Es ist keine einseitig konstruierte, überwiegend „auf die wilden verrückten“ Goldenen Zwanziger konzentrierte Schau.
Kuratorin Agnieszka Lulinska stellte klar, welches Ziel die Ausstellung verfolgt. Wenn man an die 1920er Jahre dächte, kämen sofort Bilder hoch wie jene, die in der großen Fernsehserie "Babylon Berlin“, ausgiebig zu sehen waren. Eine Stadt als Sumpf aus Drogen, Kriminalität, Korruption, Kunst und Extremismus.
Lulinska: „Das interessiert uns nur am Rande. Wir versuchen, in die Breite zu gehen." Das ist den Bonner Kuratoren gelungen, das zeichnet die kurzweilige Schau aus und macht sie so wertvoll und interessant.
Mensch - Maschine Blick in die Ausstellung, Walter Schulze-Mittendorff, Nachbau (1972) des Maschinenmenschen aus Fritz Langs Film Metropolis von 1927, Foto: Simon Vogel, 2023 © Kunst- und Ausstellungshalle der Bundesrepublik Deutschland GmbH |
In den drei elementaren Themenbereichen, die die Bundeskunsthalle durchleuchtet, geht es zu Beginn um das Phänomen Großstadt als Biotop und Zerrbild der Moderne, also um Verstädterung, multikulturelle Avantgarden, Metropolen, urbane Architekturen und Utopien und um realisierte Wolkenkratzer.

########################################

*ARBEITSAUFTRAG:* Schreib den Bericht über die Ausstellung zu den 1920er Jahren in der Bonner Bundeskunsthalle nach seinem letzten Satz weiter.

*Gesammelte Dateneinträge:*
########################################

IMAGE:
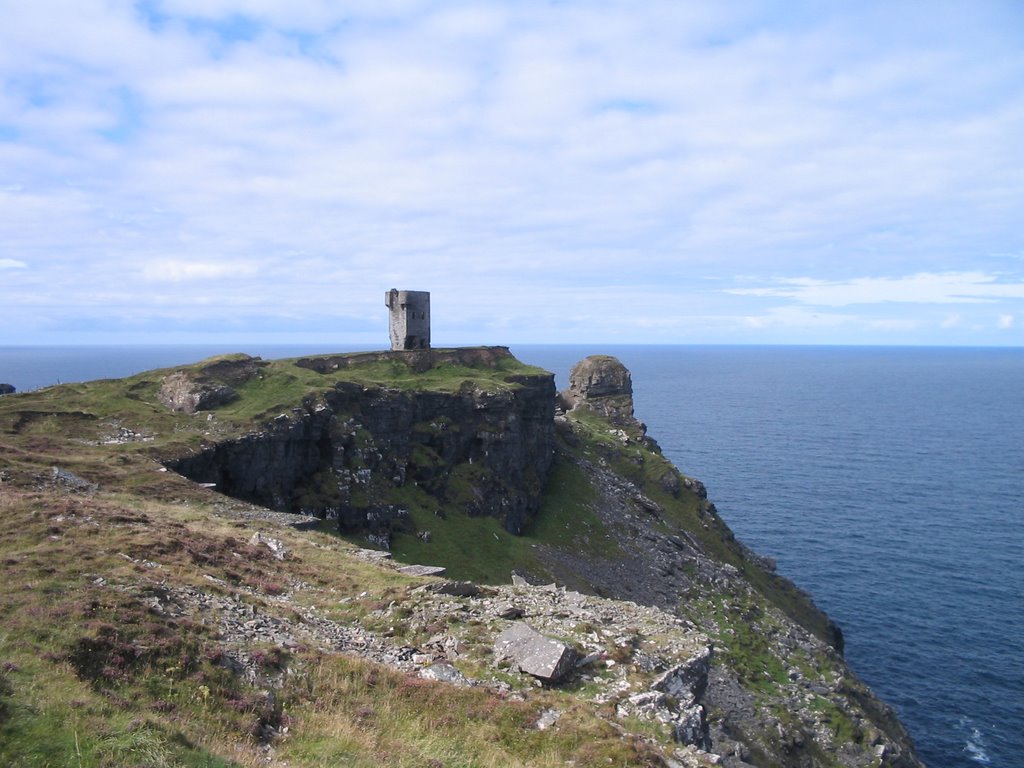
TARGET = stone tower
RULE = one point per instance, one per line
(410, 318)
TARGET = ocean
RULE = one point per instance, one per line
(888, 482)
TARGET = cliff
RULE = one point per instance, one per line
(351, 453)
(158, 617)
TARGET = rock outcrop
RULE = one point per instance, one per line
(353, 453)
(209, 387)
(602, 384)
(544, 657)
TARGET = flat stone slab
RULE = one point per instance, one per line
(534, 653)
(422, 570)
(374, 554)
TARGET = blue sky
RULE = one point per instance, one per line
(561, 172)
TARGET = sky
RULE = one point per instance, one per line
(750, 172)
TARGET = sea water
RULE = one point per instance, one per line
(888, 482)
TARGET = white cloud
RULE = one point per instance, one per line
(924, 288)
(532, 145)
(176, 270)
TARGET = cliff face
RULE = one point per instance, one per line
(673, 643)
(347, 453)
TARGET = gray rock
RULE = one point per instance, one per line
(274, 545)
(457, 589)
(71, 480)
(692, 728)
(688, 681)
(180, 392)
(508, 610)
(544, 657)
(444, 673)
(548, 718)
(602, 384)
(422, 570)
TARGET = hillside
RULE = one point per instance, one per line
(249, 614)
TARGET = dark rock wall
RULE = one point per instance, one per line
(349, 455)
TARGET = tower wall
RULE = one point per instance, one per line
(409, 318)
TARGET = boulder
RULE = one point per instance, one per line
(422, 569)
(688, 681)
(691, 728)
(544, 657)
(180, 392)
(457, 589)
(444, 673)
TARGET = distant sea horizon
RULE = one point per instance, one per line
(888, 481)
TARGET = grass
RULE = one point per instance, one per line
(479, 549)
(90, 675)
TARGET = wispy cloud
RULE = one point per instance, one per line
(176, 270)
(564, 161)
(925, 288)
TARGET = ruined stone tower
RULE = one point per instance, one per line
(410, 318)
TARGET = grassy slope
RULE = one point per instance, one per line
(91, 676)
(76, 688)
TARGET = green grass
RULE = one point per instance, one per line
(479, 549)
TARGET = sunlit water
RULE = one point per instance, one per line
(888, 482)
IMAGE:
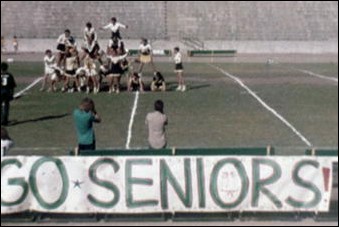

########################################

*LÖSUNG DER AUFGABE:*
Im Themenblock zwei sind es die Menschenbilder, die im Fokus stehen, um die sich wandelnden Rollen von Frauen und Männern in der Gesellschaft und in der Familie. Letztlich zeigt Thema drei die Konstruktion und Wahrnehmung der neuen Lebenswelten und widmet sich Fragen der industriellen Revolution, der Mechanisierung, neuer industrieller Ästhetik und Design, dem Drogenkonsum (auch in der Malerei!) sowie dem Verhältnis Mensch und Maschine, ferner den neuen Medien und der Massenkommunikation mittels Radio und einer überbordenden Bildfülle bei der illustrierten Presse.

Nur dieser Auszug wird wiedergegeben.